PostPosted: Wed Jan 26, 2011 5:50 pm    Post subject: Reply with quote

Basically we both are up on the history of US involvement in Japan and Korea. Where we differ is your view that the US was justified in doing things their way. I don't question that there were those involved in the decision-making process who had genuinely good intentions. I'm just saying that I take issue with all the other people behind them who use the "we're here to liberate y'all" in one hand to get into a country, and once they're in, use the other hand to dictate policies to suit their other geo-political and economic agendas as well as jusitfy getting rid of any perceived opposition. Essentially, the old "two hands employing the necessary actions to give the image of democracy in order to get what you want later" manipulative approach.

Once they've got their US policies in place, then the big multinationals start coming in, and before you know it, the natives have basically no say in shaping their country to suit their needs, their culture starts to get eroded, young people don't give a crap for what their roots are about (beyond replicating popular attitudes and behaviors), and everyone ends up just viewing life as a fight for the money.

Quote:
There were just too many entrenched old powers, institutions, and a cultural mindset that hadn't changed in centuries within them. Japan was similar when it came to reforming the society as again, while it had opened up for specific purposes, it still remained in the hands of sinmilar old powers, institutions and their cultural mindset.

## Aim 1
Name every country mentioned in the post.
The post and the rows below it come from separate sources.

## Records for this task
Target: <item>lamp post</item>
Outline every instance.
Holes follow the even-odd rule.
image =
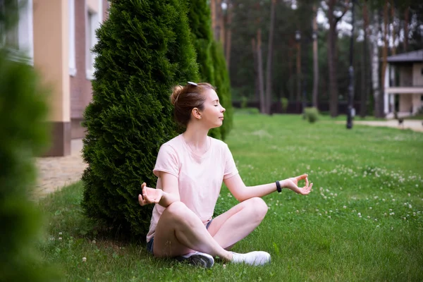
[[[347,128],[352,128],[352,111],[354,101],[354,66],[352,66],[352,56],[353,47],[354,47],[354,4],[355,0],[352,0],[352,25],[351,29],[351,38],[350,39],[350,68],[348,69],[348,74],[350,76],[350,85],[348,86],[348,107],[347,109]]]

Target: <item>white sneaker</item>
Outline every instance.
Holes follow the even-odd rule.
[[[232,253],[233,263],[250,265],[264,265],[270,263],[270,255],[268,252],[262,251],[250,252],[247,254]]]
[[[178,256],[176,259],[179,262],[187,262],[190,264],[206,269],[213,266],[213,264],[214,264],[213,257],[209,254],[200,252],[190,252],[187,255]]]

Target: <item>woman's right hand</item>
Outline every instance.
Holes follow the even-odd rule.
[[[138,195],[138,202],[141,206],[149,204],[159,204],[163,196],[161,189],[154,189],[147,187],[147,184],[141,184],[141,194]]]

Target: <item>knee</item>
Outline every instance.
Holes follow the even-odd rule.
[[[250,199],[249,201],[249,205],[252,209],[255,217],[261,221],[266,216],[269,209],[267,204],[266,204],[263,199],[257,197]]]
[[[168,215],[172,217],[173,220],[176,222],[187,221],[191,218],[190,209],[182,202],[173,202],[166,208],[164,213],[166,212]]]

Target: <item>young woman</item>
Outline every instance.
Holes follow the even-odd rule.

## Aim 2
Put the rows from the line with "Target: <item>knee</item>" through the end of the rows into a Markdown table with the columns Position and Text, skipping blank lines.

## Task answer 1
US, Japan, Korea

## Task answer 2
| Position | Text |
|---|---|
| 1 | Target: <item>knee</item> |
| 2 | Outline every instance. |
| 3 | Holes follow the even-odd rule. |
| 4 | [[[250,199],[249,201],[249,205],[252,209],[255,217],[261,221],[266,216],[269,209],[267,204],[266,204],[263,199],[257,197]]] |
| 5 | [[[168,215],[172,217],[173,220],[176,222],[187,221],[191,218],[190,209],[182,202],[173,202],[166,208],[164,213],[166,212]]] |
| 6 | Target: <item>young woman</item> |
| 7 | Outline every instance. |
| 8 | Holes follow the even-odd rule. |